EXERCISE REQUIREMENTS
Determine how many lines of the material below contain the word "woman". Give only that number.

DATA RECORDS
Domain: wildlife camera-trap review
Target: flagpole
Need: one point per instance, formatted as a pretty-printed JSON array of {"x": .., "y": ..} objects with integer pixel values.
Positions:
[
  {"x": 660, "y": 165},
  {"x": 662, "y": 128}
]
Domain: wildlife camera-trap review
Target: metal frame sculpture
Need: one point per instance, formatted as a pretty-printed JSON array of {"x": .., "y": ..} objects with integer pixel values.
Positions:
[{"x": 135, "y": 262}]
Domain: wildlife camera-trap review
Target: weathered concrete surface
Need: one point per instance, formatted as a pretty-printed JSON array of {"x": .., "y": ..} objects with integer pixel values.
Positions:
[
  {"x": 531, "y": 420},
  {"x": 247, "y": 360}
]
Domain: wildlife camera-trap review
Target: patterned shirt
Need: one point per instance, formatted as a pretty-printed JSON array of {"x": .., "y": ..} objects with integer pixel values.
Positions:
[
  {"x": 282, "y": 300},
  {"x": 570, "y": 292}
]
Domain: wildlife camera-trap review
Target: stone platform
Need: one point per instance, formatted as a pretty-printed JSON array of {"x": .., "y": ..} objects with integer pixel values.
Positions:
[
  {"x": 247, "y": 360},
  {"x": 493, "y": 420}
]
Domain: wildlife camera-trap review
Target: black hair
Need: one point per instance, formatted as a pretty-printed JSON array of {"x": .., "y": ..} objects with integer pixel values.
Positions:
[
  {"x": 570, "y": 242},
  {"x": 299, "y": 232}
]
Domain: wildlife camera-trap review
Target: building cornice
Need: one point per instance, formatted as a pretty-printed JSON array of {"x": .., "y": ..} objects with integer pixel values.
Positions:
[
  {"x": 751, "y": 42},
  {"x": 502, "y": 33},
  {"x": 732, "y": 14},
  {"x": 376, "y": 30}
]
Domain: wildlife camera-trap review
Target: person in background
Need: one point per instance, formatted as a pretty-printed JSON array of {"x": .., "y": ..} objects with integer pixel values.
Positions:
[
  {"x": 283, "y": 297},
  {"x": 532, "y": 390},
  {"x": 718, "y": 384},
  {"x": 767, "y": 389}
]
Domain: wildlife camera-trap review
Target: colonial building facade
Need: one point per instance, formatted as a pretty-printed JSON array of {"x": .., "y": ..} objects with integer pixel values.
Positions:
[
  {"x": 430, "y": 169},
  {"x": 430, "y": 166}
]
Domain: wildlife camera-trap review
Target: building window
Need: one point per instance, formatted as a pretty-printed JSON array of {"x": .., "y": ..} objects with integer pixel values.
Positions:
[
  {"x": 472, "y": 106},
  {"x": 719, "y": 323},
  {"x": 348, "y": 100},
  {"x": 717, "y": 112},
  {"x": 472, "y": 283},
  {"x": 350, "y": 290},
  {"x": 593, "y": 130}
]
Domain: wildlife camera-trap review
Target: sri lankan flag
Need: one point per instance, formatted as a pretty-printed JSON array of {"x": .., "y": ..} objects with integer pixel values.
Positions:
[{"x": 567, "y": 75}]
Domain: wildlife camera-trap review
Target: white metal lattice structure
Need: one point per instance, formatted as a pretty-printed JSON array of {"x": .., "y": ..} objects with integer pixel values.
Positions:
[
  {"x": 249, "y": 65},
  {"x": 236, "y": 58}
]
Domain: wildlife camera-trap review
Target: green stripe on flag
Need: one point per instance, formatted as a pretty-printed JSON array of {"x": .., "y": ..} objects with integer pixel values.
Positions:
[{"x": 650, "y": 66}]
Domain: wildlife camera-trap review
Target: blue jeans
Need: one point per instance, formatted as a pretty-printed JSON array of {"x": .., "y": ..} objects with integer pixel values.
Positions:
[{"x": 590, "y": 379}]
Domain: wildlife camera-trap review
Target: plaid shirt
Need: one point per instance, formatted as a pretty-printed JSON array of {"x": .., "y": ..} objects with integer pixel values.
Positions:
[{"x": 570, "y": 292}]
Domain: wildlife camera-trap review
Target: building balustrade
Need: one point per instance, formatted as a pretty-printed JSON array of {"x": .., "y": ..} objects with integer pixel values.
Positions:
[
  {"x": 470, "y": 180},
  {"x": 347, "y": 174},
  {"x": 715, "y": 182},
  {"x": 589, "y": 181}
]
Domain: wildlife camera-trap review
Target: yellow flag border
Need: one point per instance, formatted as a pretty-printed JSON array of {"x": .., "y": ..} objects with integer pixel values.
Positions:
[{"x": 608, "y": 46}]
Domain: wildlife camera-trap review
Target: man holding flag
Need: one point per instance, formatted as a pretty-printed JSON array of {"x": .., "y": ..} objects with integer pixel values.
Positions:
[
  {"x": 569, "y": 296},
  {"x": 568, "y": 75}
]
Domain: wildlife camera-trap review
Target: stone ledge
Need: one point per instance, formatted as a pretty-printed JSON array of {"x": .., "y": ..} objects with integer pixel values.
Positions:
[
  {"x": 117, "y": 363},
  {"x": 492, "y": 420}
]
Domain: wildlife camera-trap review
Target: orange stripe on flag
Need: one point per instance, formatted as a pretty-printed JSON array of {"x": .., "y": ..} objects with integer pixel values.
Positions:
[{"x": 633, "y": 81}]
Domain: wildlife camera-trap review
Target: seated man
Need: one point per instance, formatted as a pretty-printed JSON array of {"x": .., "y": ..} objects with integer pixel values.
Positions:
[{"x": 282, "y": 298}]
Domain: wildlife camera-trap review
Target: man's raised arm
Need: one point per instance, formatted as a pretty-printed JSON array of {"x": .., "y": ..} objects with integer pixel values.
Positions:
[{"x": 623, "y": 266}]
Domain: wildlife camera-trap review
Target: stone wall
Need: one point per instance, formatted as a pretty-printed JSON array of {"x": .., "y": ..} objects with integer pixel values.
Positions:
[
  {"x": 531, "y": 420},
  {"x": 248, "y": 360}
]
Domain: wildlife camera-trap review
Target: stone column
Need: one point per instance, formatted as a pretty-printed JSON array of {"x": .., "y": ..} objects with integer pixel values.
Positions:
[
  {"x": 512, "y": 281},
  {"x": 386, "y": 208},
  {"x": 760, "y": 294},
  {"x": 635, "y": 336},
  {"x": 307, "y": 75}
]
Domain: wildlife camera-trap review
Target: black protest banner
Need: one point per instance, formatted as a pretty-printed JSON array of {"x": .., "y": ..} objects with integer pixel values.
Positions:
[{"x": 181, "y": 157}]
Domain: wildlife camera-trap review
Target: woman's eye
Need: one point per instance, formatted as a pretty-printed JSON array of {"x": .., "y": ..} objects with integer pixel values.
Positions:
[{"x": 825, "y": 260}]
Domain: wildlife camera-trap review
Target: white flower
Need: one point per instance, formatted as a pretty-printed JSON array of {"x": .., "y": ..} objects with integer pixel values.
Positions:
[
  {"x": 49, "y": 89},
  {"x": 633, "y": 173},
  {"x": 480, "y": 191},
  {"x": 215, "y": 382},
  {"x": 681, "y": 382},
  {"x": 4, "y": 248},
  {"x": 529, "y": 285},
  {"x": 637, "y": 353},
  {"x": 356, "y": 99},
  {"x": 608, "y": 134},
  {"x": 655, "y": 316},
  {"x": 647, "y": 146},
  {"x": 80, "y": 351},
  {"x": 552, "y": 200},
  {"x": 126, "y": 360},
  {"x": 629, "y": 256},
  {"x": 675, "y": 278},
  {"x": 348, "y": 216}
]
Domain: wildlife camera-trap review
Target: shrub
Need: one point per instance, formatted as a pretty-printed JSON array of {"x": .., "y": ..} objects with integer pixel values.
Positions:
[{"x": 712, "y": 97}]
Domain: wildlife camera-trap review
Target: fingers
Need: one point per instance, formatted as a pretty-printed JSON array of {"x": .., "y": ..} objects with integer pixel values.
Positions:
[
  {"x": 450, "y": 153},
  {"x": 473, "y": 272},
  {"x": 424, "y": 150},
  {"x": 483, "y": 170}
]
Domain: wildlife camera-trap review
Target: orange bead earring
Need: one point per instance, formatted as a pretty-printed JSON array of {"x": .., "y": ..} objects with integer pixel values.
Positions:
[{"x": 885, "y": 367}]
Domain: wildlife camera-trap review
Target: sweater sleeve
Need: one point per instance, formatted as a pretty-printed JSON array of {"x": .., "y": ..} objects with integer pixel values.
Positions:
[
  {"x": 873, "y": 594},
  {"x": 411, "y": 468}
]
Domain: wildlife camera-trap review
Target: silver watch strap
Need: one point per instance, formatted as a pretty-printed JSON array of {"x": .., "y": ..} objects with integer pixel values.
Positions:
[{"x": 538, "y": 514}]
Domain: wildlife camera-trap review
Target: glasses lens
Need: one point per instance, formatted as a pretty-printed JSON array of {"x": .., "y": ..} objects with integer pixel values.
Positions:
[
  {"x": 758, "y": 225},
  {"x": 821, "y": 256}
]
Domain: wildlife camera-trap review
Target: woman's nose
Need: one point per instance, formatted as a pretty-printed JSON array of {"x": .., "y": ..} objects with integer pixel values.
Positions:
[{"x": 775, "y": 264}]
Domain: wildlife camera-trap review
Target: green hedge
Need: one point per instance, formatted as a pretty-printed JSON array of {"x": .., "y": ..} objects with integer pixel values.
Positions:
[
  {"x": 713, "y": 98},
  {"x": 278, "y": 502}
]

EXPECTED ANSWER
2